# Activity 1:
Answer these questions using the blog post on scientific research:
(a) What date does the post carry?
(b) According to the quoted passage, what share of the researchers' data was unexpected?
(c) How long might a scientist spend on a project before discarding all the data?
# Activity 2:
Proceed with the blog post on scientific research, picking up right after its final sentence.

# Source extract:
Friday, January 01, 2010

Just a couple of things to point to this morning

First, Insty linked to this the other day: nice piece on how scientific research most often works; it's a messy and unpredictable process.
Dunbar came away from his in vivo studies with an unsettling insight: Science is a deeply frustrating pursuit. Although the researchers were mostly using established techniques, more than 50 percent of their data was unexpected. (In some labs, the figure exceeded 75 percent.) “The scientists had these elaborate theories about what was supposed to happen,” Dunbar says. “But the results kept contradicting their theories. It wasn’t uncommon for someone to spend a month on a project and then just discard all their data because the data didn’t make sense.” Perhaps they hoped to see a specific protein but it wasn’t there. Or maybe their DNA sample showed the presence of an aberrant gene. The details always changed, but the story remained the same: The scientists were looking for X, but they found Y.

# Dataset entries:
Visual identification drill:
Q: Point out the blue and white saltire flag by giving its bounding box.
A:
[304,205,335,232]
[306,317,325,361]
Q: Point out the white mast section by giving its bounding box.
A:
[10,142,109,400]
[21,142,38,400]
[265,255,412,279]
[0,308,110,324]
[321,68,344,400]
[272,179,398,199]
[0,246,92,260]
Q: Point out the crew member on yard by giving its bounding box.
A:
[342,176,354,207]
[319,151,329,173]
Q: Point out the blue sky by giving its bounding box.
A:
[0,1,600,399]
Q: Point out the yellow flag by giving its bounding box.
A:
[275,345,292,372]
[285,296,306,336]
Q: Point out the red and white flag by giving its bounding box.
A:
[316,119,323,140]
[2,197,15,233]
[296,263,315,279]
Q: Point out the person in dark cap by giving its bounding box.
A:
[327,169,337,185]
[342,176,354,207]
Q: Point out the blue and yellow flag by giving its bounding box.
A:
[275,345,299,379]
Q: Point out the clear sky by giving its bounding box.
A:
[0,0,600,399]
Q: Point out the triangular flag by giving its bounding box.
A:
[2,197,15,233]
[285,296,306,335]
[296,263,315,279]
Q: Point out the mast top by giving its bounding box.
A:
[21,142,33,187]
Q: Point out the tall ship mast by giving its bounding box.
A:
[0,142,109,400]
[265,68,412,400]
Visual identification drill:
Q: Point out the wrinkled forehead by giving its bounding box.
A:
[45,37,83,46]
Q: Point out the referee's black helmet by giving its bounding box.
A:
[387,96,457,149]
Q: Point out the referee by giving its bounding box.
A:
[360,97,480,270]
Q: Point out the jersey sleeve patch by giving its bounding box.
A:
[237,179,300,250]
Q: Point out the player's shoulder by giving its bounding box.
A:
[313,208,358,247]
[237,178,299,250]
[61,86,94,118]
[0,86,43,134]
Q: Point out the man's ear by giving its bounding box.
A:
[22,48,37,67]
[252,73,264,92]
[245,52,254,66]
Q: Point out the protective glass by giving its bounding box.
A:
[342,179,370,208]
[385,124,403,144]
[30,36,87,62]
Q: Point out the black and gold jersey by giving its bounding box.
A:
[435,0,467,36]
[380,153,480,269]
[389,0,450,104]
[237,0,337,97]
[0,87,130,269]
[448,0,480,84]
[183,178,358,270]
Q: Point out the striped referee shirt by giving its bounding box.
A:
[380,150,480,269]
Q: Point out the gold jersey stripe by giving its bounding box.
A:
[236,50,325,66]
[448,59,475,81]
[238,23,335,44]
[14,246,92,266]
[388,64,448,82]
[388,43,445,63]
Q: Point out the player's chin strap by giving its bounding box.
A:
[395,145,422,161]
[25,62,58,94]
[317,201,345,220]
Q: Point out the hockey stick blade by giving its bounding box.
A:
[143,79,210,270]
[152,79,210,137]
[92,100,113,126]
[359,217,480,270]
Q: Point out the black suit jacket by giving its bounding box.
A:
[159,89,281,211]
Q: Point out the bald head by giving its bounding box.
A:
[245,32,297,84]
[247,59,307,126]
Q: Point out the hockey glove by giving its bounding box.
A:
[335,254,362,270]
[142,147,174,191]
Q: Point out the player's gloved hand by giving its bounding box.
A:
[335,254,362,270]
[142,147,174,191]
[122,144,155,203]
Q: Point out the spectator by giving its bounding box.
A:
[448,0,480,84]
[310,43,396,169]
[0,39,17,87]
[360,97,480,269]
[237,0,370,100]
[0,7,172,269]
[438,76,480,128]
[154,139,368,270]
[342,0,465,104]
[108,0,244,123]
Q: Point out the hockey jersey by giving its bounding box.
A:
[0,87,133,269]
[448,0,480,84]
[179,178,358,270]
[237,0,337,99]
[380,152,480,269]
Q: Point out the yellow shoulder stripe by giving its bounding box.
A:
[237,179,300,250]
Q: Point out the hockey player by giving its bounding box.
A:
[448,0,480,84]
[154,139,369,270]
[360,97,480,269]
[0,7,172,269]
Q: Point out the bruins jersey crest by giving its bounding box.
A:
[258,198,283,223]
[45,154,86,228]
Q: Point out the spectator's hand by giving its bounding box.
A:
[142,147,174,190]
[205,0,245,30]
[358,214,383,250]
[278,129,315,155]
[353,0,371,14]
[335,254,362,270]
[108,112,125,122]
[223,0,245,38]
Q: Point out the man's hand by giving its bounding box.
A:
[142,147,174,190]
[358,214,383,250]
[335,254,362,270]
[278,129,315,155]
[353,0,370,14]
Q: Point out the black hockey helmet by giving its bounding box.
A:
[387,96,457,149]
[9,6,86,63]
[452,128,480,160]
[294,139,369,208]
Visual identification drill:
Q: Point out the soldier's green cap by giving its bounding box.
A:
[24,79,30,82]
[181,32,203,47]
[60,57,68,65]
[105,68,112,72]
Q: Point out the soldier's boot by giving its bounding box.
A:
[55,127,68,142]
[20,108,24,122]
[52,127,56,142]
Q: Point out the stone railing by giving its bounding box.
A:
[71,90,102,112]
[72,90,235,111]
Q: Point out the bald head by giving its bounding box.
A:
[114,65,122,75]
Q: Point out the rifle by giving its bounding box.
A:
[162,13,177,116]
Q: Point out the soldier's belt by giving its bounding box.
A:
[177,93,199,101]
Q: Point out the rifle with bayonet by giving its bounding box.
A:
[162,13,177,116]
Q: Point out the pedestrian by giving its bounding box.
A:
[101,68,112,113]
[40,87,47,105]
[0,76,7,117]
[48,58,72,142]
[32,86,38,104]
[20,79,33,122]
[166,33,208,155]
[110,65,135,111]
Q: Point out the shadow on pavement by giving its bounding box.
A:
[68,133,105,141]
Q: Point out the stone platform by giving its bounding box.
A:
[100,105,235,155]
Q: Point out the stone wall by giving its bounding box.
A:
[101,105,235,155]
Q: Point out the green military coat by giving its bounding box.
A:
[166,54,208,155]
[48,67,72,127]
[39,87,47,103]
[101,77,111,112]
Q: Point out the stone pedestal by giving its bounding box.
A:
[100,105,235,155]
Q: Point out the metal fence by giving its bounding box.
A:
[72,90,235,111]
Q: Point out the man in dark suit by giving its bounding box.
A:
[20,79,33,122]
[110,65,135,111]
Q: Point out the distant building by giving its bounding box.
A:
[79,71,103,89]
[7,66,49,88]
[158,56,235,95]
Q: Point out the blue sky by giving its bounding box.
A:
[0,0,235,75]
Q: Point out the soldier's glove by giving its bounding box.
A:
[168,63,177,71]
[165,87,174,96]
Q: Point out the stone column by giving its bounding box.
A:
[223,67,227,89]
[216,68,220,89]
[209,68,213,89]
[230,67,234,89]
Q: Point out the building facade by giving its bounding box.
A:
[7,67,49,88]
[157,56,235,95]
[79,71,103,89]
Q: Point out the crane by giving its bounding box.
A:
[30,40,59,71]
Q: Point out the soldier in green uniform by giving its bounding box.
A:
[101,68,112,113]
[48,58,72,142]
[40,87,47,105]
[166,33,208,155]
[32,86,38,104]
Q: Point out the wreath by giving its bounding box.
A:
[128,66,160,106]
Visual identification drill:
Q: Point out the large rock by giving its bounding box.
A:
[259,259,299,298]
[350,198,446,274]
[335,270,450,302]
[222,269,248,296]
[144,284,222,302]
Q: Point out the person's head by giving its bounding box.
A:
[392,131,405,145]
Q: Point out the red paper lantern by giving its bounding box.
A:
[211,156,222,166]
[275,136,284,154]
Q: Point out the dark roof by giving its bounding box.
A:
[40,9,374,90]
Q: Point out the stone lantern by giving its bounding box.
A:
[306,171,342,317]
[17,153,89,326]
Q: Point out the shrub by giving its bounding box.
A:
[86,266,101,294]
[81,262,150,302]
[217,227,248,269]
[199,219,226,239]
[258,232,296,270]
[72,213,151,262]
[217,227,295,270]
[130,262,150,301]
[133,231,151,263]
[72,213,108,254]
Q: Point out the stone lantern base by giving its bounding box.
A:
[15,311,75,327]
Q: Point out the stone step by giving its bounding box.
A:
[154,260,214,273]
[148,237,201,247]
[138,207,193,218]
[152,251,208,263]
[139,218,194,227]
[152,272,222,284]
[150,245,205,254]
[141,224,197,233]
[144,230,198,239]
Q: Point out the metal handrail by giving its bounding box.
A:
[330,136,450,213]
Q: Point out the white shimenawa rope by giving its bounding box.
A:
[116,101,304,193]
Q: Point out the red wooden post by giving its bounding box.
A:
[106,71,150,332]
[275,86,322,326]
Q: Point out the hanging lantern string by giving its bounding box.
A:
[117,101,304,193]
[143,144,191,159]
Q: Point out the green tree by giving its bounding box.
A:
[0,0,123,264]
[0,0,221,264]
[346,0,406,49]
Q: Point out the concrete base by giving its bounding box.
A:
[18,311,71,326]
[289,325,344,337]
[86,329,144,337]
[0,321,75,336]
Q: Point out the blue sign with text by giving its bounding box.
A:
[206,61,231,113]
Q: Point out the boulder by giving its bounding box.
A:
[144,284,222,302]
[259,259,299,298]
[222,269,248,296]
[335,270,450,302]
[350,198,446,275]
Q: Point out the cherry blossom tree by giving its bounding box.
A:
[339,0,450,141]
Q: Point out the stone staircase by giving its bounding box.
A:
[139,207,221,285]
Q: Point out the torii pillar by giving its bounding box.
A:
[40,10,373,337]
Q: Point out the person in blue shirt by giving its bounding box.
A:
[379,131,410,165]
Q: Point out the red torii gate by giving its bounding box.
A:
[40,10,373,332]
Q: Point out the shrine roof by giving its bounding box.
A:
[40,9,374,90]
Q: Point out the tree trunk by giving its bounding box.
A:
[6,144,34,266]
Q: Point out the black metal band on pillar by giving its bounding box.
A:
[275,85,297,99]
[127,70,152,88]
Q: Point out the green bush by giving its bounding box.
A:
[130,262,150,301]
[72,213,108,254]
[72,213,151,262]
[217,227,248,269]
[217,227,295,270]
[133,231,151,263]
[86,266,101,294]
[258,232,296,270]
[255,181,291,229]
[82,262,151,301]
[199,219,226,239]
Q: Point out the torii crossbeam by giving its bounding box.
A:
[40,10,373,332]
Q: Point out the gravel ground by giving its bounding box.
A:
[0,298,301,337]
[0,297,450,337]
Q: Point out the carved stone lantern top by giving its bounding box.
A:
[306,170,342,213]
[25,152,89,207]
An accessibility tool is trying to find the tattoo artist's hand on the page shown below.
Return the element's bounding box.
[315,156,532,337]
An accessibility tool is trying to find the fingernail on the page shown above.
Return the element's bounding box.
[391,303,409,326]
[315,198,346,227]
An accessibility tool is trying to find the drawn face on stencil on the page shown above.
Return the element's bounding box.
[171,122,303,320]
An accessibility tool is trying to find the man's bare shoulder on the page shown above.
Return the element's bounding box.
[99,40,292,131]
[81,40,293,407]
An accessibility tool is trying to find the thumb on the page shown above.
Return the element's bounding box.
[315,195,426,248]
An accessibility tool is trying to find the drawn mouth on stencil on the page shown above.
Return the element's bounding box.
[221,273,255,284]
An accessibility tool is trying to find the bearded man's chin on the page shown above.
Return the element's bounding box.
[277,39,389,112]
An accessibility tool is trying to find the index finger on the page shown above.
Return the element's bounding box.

# Expected answer 1:
(a) Friday, January 01, 2010
(b) More than 50 percent, and in some labs more than 75 percent
(c) A month

# Expected answer 2:
On Christmas eve first the mother seems to die, then the baby is born apparently dead, then the mother comes back(after minutes with no respiration or heartbeat) and then the baby is revived. The doctor's statement:
"I don't have a great explanation," Martin said. "From my personal perspective, I'll take help wherever I can get it."
Be warned, the site has one of those 'play automatically' video commercials for which the sponsors need to be punished.


TSA is backing off on attacking the bloggers who published some information. Please understand, I'm very much for protecting actual sensitive material. Period. I'm also against these clowns going after bloggers when, if someone like the NYEffin' Times had published it, they'd have done nothing. Just like they did nothing before.


Now I have to go out and hope the dollar store is open, as I seem to have lost both the dustpans I used to have.

Hmmm, how 'bout this: Dustpan, clubBig Broom, Politician: and the river's close by....

1 comment:

Keith said...

That scientific method link is was well worth reading. Thanks

It applies to literature and art to.
If you wanted to know what life in soviet russia was like, you'd go to one of the dissident writers, not to old copies of Pravda.

I suppose Frank Zappa held a pretty good mirror to the west of the 1970s.

In ten years time, we'll be looking at cached blog entries, not the cosy, self satisfied MSM.